Tasks to carry out:
1. Translate this sentence from the essay on Kashmir into Spanish: "That return visit to Kashmir would happen sixteen years later, in October of 2024."
2. List every city and region named in the essay on Kashmir, each once, leaving out countries.
3. Write the next part of the essay on Kashmir, picking up after its final sentence.

Supplied passage:
BEGIN

Beyond mystifying memories, time can also make them vanish. I have no recollection of our departure from Kashmir. But that’s where cut myself off. Saying that “a part of me never left Kashmir” would be romantic, but false. I did not remain like Abdul, who would continue to endure the hardships of life in a fractured frontier. Nor with millions of others who would experience that “precarious normalcy” as Sadaf Wani calls it, “a normalcy that is not sure of its own lifespan…” 

I would not stay in that city where for many years armed military took up positions on street corners. I would not remain in Kashmir as the Hindu Nationalist Bharatiya Janata Party rose to power in Delhi and saw the Kashmiri people further ignored in the course of India’s development. Instead I would go about life, like many U.S.-born white men, with a world of opportunity at my doorstep and without that precarious normalcy that haunts so many lives across the world. Kashmir would be a snapshot for me to view at will, to reflect on fondly. A place to someday return at my convenience.

Reality of the present

That return visit to Kashmir would happen sixteen years later, in October of 2024. No longer a teacher, I did not bring the same level of academic interest, although the relative maturity of middle age and the responsibilities of parenthood probably added a seriousness to my frame of mind. Still, I couldn’t help but think that I might discover something I’d lost, hidden in the mist of sixteen years.

I did find certain things, some beautiful and others reminders of harsh realities, the kind we sometimes gloss over in our retellings. I will try not to do that here.

Approaching Kashmir

Our approach to Srinagar once again brought us by land. We had taken a short road-trip through Ladakh following a three-week stay in that region. This time we traveled by day and stopped more often to limit long stretches in the car for our daughter (and ourselves), and perhaps experience more along the way.

There was no snow this time, save for that which had just recently dusted some of the mountains. We did stop at a few vaguely familiar checkpoints. I couldn’t help but peek into a small building and derived some satisfaction in spotting a cot with a hookah beside it, as if no one had moved them since 2008. There was that same bureaucratic informality — the handwritten entry of our passport information into a worn notebook.

END

Supplied data:

BEGIN

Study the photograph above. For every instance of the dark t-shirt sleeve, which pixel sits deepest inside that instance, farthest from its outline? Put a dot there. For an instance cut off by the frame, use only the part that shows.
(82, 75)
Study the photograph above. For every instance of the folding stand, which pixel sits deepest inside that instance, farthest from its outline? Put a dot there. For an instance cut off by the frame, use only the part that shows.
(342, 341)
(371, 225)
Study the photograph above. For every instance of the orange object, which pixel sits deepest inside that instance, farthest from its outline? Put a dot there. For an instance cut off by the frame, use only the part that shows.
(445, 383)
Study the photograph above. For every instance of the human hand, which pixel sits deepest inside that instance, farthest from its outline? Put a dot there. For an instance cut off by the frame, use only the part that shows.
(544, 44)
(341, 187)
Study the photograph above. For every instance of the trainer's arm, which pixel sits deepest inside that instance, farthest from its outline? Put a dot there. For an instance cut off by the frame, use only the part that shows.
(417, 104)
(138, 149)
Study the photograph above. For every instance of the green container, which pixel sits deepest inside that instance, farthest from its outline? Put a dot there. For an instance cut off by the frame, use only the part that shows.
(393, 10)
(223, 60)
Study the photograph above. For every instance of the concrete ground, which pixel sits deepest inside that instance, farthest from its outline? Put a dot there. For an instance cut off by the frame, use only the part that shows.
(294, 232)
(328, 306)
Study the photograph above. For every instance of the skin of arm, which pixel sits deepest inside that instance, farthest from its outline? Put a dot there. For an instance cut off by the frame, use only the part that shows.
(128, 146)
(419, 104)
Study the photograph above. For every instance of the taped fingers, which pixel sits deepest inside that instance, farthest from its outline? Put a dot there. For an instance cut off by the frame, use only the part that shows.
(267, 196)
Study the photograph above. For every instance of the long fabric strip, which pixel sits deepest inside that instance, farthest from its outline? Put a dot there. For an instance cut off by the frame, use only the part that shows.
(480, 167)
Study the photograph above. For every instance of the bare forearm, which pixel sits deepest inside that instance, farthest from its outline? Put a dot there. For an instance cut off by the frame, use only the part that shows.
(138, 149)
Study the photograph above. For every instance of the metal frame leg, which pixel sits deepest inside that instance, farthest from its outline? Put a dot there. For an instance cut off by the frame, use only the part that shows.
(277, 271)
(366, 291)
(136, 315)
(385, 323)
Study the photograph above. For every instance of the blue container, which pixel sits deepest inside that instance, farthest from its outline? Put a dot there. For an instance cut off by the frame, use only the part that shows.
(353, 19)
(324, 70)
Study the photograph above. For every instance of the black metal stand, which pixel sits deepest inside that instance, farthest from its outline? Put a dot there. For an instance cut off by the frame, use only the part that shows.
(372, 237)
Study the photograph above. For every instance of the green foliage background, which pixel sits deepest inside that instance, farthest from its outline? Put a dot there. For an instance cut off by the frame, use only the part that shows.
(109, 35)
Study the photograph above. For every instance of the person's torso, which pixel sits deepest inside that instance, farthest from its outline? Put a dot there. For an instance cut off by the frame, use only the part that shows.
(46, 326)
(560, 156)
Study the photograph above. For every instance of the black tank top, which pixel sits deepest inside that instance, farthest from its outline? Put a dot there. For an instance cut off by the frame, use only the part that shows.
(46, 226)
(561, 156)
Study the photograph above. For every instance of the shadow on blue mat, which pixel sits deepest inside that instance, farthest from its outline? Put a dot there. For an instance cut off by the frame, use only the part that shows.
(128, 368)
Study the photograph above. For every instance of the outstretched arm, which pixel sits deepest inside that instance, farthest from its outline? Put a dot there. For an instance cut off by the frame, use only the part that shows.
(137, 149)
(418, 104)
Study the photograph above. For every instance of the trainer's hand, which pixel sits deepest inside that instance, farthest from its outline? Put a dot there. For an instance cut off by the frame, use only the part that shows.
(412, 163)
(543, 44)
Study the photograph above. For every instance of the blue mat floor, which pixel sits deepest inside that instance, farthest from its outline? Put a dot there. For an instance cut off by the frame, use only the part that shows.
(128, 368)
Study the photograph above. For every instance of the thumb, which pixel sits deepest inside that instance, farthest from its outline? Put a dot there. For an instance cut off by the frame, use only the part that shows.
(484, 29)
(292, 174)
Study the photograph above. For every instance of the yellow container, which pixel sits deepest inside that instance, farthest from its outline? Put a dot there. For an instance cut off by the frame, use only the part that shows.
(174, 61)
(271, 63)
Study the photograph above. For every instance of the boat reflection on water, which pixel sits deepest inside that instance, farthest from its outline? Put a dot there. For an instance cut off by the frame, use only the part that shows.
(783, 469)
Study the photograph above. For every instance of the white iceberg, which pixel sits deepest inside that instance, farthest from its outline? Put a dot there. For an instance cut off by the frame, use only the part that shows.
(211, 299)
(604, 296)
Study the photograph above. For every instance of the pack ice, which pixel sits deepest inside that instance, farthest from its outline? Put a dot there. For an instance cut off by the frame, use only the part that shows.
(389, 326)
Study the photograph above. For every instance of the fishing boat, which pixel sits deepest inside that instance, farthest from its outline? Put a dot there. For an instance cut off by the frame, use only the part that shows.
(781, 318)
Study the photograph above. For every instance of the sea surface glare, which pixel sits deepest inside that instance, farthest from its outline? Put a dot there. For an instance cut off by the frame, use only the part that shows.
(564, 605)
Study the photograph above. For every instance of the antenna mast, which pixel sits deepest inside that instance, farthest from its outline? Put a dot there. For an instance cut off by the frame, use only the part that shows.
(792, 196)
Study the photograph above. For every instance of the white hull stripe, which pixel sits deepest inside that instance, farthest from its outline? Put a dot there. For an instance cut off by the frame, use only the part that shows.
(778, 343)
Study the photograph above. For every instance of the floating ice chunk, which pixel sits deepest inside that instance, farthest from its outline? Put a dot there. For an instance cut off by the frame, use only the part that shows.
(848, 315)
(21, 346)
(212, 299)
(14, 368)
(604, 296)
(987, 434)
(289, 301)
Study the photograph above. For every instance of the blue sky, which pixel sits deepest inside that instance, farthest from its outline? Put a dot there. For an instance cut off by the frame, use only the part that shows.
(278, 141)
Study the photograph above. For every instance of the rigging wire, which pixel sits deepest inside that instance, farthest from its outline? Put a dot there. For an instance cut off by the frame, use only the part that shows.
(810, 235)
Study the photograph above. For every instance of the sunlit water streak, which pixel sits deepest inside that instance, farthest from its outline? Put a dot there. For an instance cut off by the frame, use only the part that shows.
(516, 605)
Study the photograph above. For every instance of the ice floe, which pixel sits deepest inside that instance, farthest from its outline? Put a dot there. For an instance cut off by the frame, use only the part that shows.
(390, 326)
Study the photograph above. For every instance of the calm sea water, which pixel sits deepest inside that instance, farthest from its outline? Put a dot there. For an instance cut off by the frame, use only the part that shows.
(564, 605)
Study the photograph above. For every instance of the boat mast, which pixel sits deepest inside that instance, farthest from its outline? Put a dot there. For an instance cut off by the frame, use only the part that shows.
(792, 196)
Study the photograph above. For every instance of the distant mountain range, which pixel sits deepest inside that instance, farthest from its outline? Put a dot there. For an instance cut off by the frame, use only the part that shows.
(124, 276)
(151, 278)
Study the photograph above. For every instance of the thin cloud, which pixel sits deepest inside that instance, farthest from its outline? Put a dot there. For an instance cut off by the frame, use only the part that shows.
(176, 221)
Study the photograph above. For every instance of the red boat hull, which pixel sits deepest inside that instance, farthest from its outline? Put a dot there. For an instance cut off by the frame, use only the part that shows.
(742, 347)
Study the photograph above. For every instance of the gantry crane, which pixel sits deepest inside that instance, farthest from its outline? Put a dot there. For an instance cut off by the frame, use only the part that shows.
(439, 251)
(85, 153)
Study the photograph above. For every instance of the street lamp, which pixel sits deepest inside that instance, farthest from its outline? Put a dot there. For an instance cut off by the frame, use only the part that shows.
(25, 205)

END

Task-by-task outputs:
1. Esa visita de regreso a Cachemira ocurriría dieciséis años después, en octubre de 2024.

2. Kashmir, Delhi, Srinagar, Ladakh

3.
We descended the Zoji-La, appreciating the changing landscape, pine forest replacing the brown and arid mountains that define Ladakh. We noted the construction of a tunnel through the mountains, which will soon negate the crossing of the Zoji-La.  

After descending from the pass, we made time for a brief visit to Sonamarg prior to reaching Srinagar. Sonarmag is a popular tourist destination with trekking and other outdoor activities nearby. Many visitors take a short horseback ride to behold nearby glaciers, depositing trash on the ground along the way. The word “Sonamarg” translates to “meadow of gold.” Sadly, though the mountain vistas are striking, the only gold to appreciate comes from shiny candy wrappers and potato chip bags that blanket the meadows.

For this reason, and because the horse handlers were quite aggressive with their sticks, we were happy that we wouldn’t be lingering. Thankfully, our daughter had been happily distracted with the simple pleasure of riding and enjoyed the horse excursion.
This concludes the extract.